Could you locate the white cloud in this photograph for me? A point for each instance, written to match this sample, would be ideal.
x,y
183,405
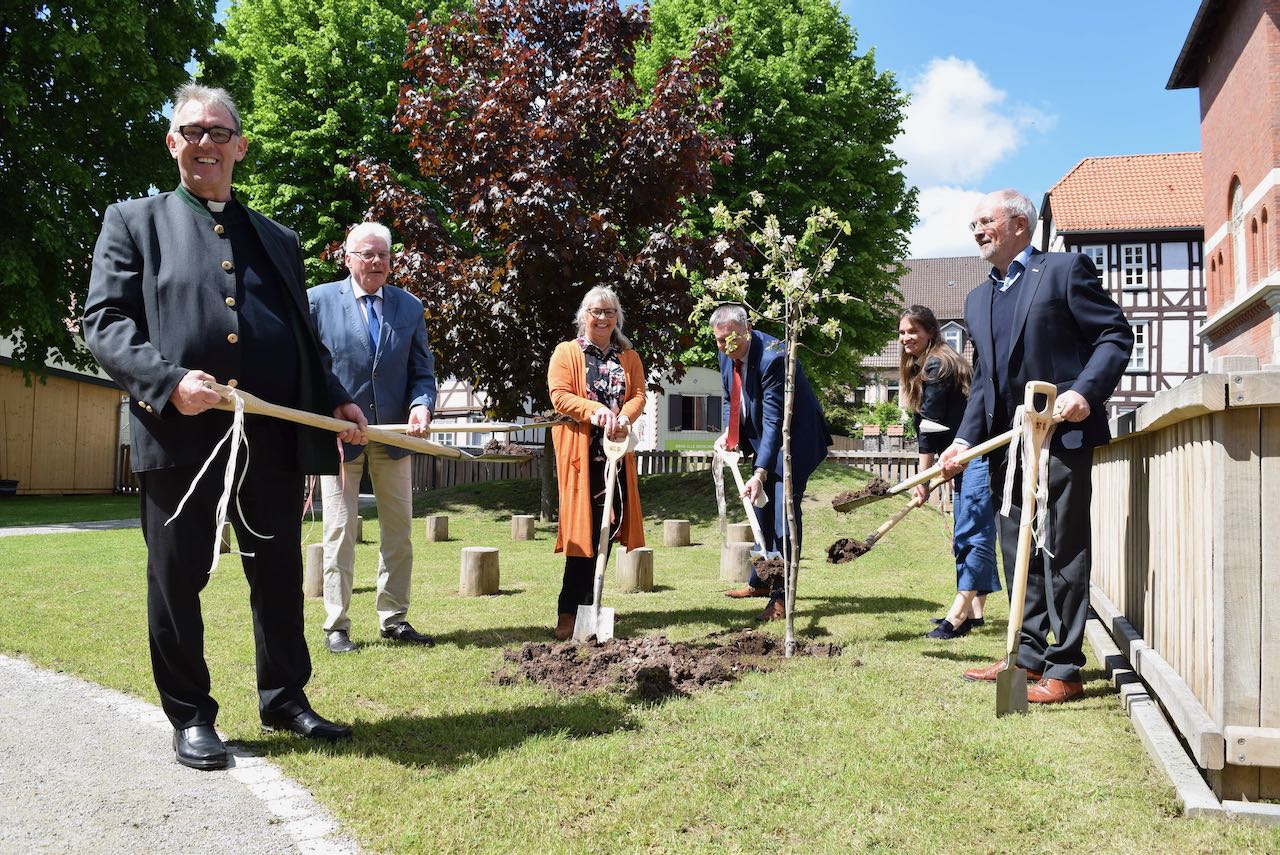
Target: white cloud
x,y
958,126
956,129
944,227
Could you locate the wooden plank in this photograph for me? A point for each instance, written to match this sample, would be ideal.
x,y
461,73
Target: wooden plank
x,y
1194,397
1237,581
1253,745
1253,389
97,424
17,415
51,467
1202,734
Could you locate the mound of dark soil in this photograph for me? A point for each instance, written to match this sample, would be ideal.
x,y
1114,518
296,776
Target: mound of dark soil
x,y
649,667
497,447
874,487
769,570
846,549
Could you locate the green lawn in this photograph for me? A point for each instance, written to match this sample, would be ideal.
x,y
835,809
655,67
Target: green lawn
x,y
49,510
881,750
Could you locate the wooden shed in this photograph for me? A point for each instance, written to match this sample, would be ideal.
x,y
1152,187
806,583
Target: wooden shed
x,y
60,434
1187,566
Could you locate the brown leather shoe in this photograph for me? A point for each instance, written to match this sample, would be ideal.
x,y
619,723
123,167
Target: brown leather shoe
x,y
992,671
741,593
1054,691
776,609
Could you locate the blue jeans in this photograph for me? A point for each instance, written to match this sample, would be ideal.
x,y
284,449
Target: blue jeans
x,y
974,543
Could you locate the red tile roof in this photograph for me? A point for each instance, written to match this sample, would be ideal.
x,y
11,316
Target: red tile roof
x,y
1130,193
941,284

» **Instructions for the task**
Copy all of the material above word for word, leaving out the picture.

» **Solved problem**
Could you locate the white cloud in this photograph for me? A point for each instance, written to match this sample, would be ideal.
x,y
183,405
Target: white cloud
x,y
958,126
956,129
944,227
Could you locate the wooden plank in this photograph for me? A point for each instance, written to match this sample, would be ideal.
x,y
461,73
Target: wooden plank
x,y
1194,397
1237,581
1253,745
1253,389
97,424
17,415
51,467
1202,734
Could you locate the mound of dark soil in this photograph for me? A point for each instance, written to match this sample, would be ideal.
x,y
1114,518
296,776
Target: mound of dark soil
x,y
649,667
497,447
874,487
769,570
846,549
Could you locate the green lawn in this photograph for me? A point for each instance, written to match this sample, would be ideal.
x,y
835,809
655,67
Target: green lawn
x,y
49,510
881,750
Could you locate the wooden shed in this photograph for me? A point for each instance, written to match this sample, would be ideal.
x,y
1152,187
806,583
Target: wooden shed
x,y
60,434
1187,566
Could you locate the brown leather shoe in this photograph for me? A point for each instance, written to match this sample, would be ideal.
x,y
619,723
123,167
Target: brown leather shoe
x,y
992,671
741,593
1054,691
776,609
Could you locate the blue jeans in this photograph for me? A point for each instance, written to match this sample, would be ideal.
x,y
284,449
Target: blue jeans
x,y
974,543
Could you locate the red tile roof in this photograph for me? A point for each instance, written to match this sample, would be ideal.
x,y
11,316
Target: red tile roof
x,y
1130,193
941,284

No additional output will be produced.